• _Written request 1_:
In the records, rewrite the lines from the one containing "Objective — set a marker on each instance of the stadium" through the end of the records, replacing "khaki pants" with "tan trousers" and changing nothing else. Output only those lines.

• _Document excerpt_:
Berlin Day One – Observations

I’ll leave you all with a few observations from today – Hopefully I’ll be inspired enough to do this everyday.

Today’s main observation is confirmation of my whole reason for being here: Berlin is quite the international city. Obviously, I believe this enough to base my senior Scholars project on it, but I’ve already gotten some examples that help back up that thesis and are encouraging for what is to come in the next two weeks.

After my last post an hour or two ago, I left the hotel to look for a place to eat. The hotel desk staff suggested I stay away from the Kurf├╝rstendamm (one of West Berlin’s main streets, and just a few feet from my hotel) but rather to check out the Pariserstrasse which is a couple streets south of the hotel. They obviously knew what they were talking about, and within a few minutes I had walked by two sushi restaurants, an Italian pizza place, two or three typical “German” pubs and a Mexican (Hispanic) restaurant. The diversity, like I said, just points to the modern, international nature of Berlin that I will looking for and documenting all week.

(Side note: One thing you should understand about German restaurants – most are outdoor cafes that double as bars because they all have large selections of alcoholic options. Most Germans eat large breakfasts and make lunch the main course of the day, so in the evening they get together with friends at one of these outdoor cafes for drinks and appetizers until late. Also, I decided to eat at the Mexican place – Poco Loco – and had a burrito which might have been slightly more expensive that it was worth. But at least now I’m settled in, clean and full. Now I just need to go to bed.)

See you all in the morning.

Berlin Day One – Arrival

I’m here! It took long enough and I’m quite tired/hungry, but I’m now in my hotel room (very nice) and I’ve talked to Karen for a while, unloaded my stuff, and taken a shower. Now I’m going to go find a bite to eat somewhere around here.

Getting here was interesting: the bus that I thought would take me very near my hotel was nowhere to be seen outside the airport, so after I bought a 7-day travel card I hopped on one of the other buses and planned my way to the hotel using the subway. It was going well until I got off the first subway and learned that the subway line (U1) is closed for construction until October. So that put me a few blocks more than I planned away from Hotel Bogota, but I walked the six or seven blocks from the subway (called the U-bahn) to the hotel.

I’ve only taken a few pictures of my room so far, so I’ll try to get them up soon for everyone to see.

I think I’ll be sleeping in late in the morning, but I need to find out when breakfast is served so I can eat that meal for free everyday. It’s a good thing that something is free – as it turns out, the Internet is not free. It costs 13 euros per day, which as you all know, I will cough up to stay connected with the world.

Talk to you all later!

• _Written request 2_:
According to the Berlin blog posts, what kinds of eating places did the writer pass on the Pariserstrasse within a few minutes?

• _Data provided_:

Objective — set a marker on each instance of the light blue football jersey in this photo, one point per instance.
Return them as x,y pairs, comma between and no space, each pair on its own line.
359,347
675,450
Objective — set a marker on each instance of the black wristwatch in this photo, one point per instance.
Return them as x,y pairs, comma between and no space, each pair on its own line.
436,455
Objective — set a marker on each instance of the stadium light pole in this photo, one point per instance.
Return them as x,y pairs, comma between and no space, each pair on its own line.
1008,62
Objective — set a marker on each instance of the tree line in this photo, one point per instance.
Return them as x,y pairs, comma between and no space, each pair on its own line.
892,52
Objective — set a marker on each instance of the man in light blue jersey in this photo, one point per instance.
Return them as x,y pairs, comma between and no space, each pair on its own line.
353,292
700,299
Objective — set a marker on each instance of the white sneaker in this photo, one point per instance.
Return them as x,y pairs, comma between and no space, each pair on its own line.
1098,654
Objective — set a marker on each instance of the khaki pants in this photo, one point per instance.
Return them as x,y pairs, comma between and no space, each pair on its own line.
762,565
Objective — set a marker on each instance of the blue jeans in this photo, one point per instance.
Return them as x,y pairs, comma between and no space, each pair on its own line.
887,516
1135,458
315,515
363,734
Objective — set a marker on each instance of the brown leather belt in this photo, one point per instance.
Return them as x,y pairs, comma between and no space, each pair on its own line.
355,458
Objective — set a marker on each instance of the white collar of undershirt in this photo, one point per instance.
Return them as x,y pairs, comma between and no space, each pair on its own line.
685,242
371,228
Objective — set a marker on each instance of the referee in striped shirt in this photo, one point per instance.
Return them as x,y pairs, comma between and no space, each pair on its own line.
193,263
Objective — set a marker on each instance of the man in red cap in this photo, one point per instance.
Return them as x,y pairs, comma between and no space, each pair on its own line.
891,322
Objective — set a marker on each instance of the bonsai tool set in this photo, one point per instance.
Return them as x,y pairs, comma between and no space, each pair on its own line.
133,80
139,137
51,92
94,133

• _Full response 1_:
Objective — set a marker on each instance of the stadium light pole in this photo, one point per instance.
Return them as x,y pairs, comma between and no space, each pair on its own line.
1008,62
Objective — set a marker on each instance of the tree line in this photo, one point per instance.
Return them as x,y pairs, comma between and no space, each pair on its own line.
892,52
Objective — set a marker on each instance of the man in light blue jersey in this photo, one point per instance.
Return them as x,y pairs, comma between and no space, each pair on its own line.
353,292
700,299
Objective — set a marker on each instance of the white sneaker in this photo, one point per instance.
Return them as x,y pairs, comma between and no space, each pair on its own line.
1098,654
Objective — set a marker on each instance of the tan trousers in this photo, one point per instance.
Return them as x,y pairs, comma between and no space, each pair on its own line.
762,565
Objective — set a marker on each instance of the blue jeans in this photo, one point per instance.
Return them as x,y pairs, comma between and no space, each pair on its own line.
887,516
1135,458
315,515
363,734
Objective — set a marker on each instance of the brown leather belt in this photo, one point per instance.
Return them as x,y pairs, comma between and no space, each pair on its own line.
355,458
Objective — set a marker on each instance of the white collar of undershirt in this photo, one point per instance.
Return them as x,y pairs, comma between and no space, each pair on its own line.
685,242
371,228
Objective — set a marker on each instance of the referee in striped shirt in this photo, one point per instance.
Return them as x,y pairs, comma between and no space, each pair on its own line.
193,263
Objective — set a marker on each instance of the man in red cap in this photo, one point per instance.
Return them as x,y pairs, comma between and no space, each pair on its own line.
891,322
Objective — set a marker on each instance of the bonsai tool set in this photo, one point per instance.
Return them as x,y pairs, comma between and no space, each pair on its own line.
133,80
139,137
51,92
94,133

• _Full response 2_:
- Sushi restaurants (two)
- An Italian pizza place
- Typical "German" pubs (two or three)
- A Mexican (Hispanic) restaurant